Document extract:
By AMIT SENGUPTA
Published: November 19, 2005
British Medical Journal
It is interesting that this article is also from the British Medical Journal. In fact, many of the sources that I found are from the BMJ, which makes me think that perhaps medical tourism is a more marked force in the UK than it is in the US.
This article is very compelling because it analyzes all the problems with the public-private sector relationships in India to show that medical tourism can in fact wreak havoc on the Indian public. The main points of the article were:
- India is among the bottom 5 countries in the world on public health care spending and among the top 20 countries in the world in private health care spending
- The public sector of health care doesn't even have basic technologies or capabilities, the doctors are so strained that they see more than 100 patients in a typical round at an outpatient clinic, and bribery is rampant. In fact, 30% of Indians seeking public health care say that they had to bribe their doctor, who told them to visit him in his private practice in off-hours.
- There is a huge brain drain in India in two capacities: first, talent in medicine is going abroad at an alarming rate; then, of the individuals who stay on to practice in India, a large percentage practice exclusively in the private setting, which is unaccessible to the poor majority.
- Another major problem in India is a new trend marked by Non-Resident Indians (NRIs): NRIs are educated and often live abroad, but return to India to cash in on the lucrative private sector by catering to India's wealthiest patients, who seek the best care by the best Western trained doctors. NRIs also invest a lot of money in some private sector practices, attracting talented doctors from the public sector with better working conditions and higher salaries. Finally, NRIs also have political clout, so they are able to maneuver easily through the bureacracy to meet their often money-driven goals.
- This article had the same quote as the previous article (Wooing Patients) by the same guy about not fishing for patients abroad, only telling them about the available opportunities for medical tourists in India.
- 500,000 Indians die every year from tuberculosis, while another 600,000 die from diarrheal disease.
While the numbers of patients going abroad for medical care are substantial, I wonder if they are large enough (or if the increase will be large enough) that the hordes of public sector doctors abandoning their work for that of the private will have work available for them. Also, as hospitals in India compete to offer the lowest cost surgeries in order to attract more foreign patients, will the situation ever result in only minor marginal benefit for the hospital providing surgeries? Does it have to get to such a far-flung economic low to reverse the tide of doctors back to the public sector?
While the NYT article offered an overall backdrop and the previous BMJ article focused on India's possibilites, this article really illustrates all of the problems specific to India. This fits into what we already know by elaborating on and reinforcing the many possibilities that India has been experimenting with, and it adds new knowledge by showing that only very few Indians are benefited by what is a loudly touted phenomenon.

Task set:
1 – From the post on medical tourism in India, extract the passage from "- Another major" to "often money-driven goals.".
2 – Decide whether each statement agrees with the post on medical tourism in India, answering yes or no and quoting the deciding words. (a) India ranks among the top 20 countries in private health care spending. (b) 600,000 Indians die every year from tuberculosis. (c) 30% of Indians seeking public health care say they had to bribe their doctor.
3 – Translate into Spanish this sentence from the post on medical tourism in India: "500,000 Indians die every year from tuberculosis, while another 600,000 die from diarrheal disease."
The listing that comes next is unrelated material and stands apart from the post on medical tourism in India.

Dataset section:
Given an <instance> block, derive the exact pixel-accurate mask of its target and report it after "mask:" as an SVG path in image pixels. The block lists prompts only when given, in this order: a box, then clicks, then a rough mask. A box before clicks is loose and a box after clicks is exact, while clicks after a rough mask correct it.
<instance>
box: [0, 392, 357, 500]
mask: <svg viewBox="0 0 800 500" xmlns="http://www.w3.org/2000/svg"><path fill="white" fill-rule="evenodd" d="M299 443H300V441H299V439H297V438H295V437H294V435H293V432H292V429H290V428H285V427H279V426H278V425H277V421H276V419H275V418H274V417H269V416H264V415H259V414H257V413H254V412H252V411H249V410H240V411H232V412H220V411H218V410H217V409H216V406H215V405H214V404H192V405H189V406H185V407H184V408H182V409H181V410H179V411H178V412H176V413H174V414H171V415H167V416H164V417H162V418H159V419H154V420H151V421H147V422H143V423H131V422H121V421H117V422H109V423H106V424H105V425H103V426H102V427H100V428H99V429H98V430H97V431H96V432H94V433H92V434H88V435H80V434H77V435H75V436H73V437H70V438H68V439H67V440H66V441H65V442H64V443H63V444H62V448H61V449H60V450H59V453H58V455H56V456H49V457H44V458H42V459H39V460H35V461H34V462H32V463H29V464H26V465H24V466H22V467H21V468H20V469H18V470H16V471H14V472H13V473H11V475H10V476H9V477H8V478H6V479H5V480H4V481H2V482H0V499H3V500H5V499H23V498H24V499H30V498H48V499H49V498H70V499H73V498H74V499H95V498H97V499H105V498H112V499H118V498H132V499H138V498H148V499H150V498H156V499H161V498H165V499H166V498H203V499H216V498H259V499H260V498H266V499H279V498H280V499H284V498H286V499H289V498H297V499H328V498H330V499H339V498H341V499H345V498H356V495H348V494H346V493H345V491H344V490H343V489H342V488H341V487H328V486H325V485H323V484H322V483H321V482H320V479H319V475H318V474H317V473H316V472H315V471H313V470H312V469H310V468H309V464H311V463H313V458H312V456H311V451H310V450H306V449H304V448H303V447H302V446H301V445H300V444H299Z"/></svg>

Results of the tasks:
1 –
- Another major problem in India is a new trend marked by Non-Resident Indians (NRIs): NRIs are educated and often live abroad, but return to India to cash in on the lucrative private sector by catering to India's wealthiest patients, who seek the best care by the best Western trained doctors. NRIs also invest a lot of money in some private sector practices, attracting talented doctors from the public sector with better working conditions and higher salaries. Finally, NRIs also have political clout, so they are able to maneuver easily through the bureacracy to meet their often money-driven goals.

2 –
(a) Yes: "among the top 20 countries in the world in private health care spending"
(b) No: "500,000 Indians die every year from tuberculosis"
(c) Yes: "30% of Indians seeking public health care say that they had to bribe their doctor"

3 – Cada año mueren 500.000 indios de tuberculosis, mientras que otros 600.000 mueren de enfermedades diarreicas.